TEXT SEGMENT.
* start *

5.             The Debtor shall pay immediately, without notice, the entire unpaid Indebtedness of the Debtor to the Secured Party whether created or incurred pursuant to this Security Agreement or otherwise, upon the occurrence of an Event of Default under Section V of this Security Agreement.

 

Section IV.             THE DEBTOR’S REPRESENTATION, WARRANTIES AND AGREEMENTS

 

1.             All information supplied and statements made by the Debtor in any financial, credit or accounting statement or application for credit prior to, contemporaneously with or subsequent to the execution of this Security Agreement are and shall be true, correct, complete, valid and genuine.

 

2.             Except for those in favor of the Secured Party, no Financing Statement covering the Collateral or its proceeds is on file in any public office; and, except for the security interests in favor of the Secured Party; there is no lien, security interest or encumbrance in or on the Collateral.

 

3.             Until the occurrence of an Event of Default or any event or condition which, but for the giving of notice or passage of time, or both, would constitute an Event of Default (“Potential Default”), the Debtor may use the Collateral in any lawful manner not inconsistent with this Security Agreement or with the terms or conditions of any policy of insurance thereon and except for accounts and contract rights may also sell the Collateral in the ordinary course of business.  The Secured Party’s security interest shall attach to all proceeds of sales and other dispositions of the Collateral.

* end *

SET PROBLEM A. Decide whether each statement agrees with the security agreement excerpt, answering yes or no and quoting the deciding words of the excerpt. (i) Before any default, the Debtor may sell accounts and contract rights in the ordinary course of business. (ii) Upon an Event of Default under Section V, the Debtor must pay the entire unpaid Indebtedness immediately and without notice. (iii) The Secured Party's security interest reaches the proceeds of sales of the Collateral.

INPUT ROWS.
* start *

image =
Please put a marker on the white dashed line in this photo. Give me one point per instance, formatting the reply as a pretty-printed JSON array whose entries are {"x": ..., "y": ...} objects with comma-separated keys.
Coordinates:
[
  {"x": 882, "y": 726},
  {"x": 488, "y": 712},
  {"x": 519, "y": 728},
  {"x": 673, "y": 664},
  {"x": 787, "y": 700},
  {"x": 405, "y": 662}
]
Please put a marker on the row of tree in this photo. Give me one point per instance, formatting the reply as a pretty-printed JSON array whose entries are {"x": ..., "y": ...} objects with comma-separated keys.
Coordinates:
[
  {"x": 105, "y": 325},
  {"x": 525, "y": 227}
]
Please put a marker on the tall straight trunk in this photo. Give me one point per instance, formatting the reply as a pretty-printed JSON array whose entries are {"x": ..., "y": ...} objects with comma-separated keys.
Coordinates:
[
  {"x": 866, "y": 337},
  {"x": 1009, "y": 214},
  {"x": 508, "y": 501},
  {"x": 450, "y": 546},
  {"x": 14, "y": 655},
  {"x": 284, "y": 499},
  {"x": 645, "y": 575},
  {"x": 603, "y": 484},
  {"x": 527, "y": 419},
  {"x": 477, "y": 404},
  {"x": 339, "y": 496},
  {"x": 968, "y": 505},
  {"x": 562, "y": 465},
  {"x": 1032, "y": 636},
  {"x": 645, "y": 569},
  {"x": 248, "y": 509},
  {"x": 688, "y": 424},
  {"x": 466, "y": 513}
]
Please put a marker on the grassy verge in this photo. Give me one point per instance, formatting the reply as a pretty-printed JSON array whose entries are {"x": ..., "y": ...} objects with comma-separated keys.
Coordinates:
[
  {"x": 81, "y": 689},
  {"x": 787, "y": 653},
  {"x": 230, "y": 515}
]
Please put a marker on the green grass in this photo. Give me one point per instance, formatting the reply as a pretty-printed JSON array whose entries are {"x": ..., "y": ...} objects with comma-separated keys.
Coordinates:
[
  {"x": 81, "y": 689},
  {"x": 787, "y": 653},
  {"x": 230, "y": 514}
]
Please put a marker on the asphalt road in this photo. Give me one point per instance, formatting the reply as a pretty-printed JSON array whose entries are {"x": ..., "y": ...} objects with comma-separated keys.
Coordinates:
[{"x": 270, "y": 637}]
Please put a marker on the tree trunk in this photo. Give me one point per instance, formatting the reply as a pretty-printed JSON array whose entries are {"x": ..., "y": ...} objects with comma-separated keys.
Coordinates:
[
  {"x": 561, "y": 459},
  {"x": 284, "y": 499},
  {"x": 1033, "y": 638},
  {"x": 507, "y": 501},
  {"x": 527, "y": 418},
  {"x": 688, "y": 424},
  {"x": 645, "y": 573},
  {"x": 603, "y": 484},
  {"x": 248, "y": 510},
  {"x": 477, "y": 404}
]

* end *

SET PROBLEM B. Count the lines of the records that contain the string "trunk", with case counting. Reply with the number alone.

EXPECTED ANSWER A.
(i) No: "except for accounts and contract rights may also sell the Collateral in the ordinary course of business"
(ii) Yes: "The Debtor shall pay immediately, without notice, the entire unpaid Indebtedness of the Debtor to the Secured Party"
(iii) Yes: "The Secured Party’s security interest shall attach to all proceeds of sales and other dispositions of the Collateral."

EXPECTED ANSWER B. 2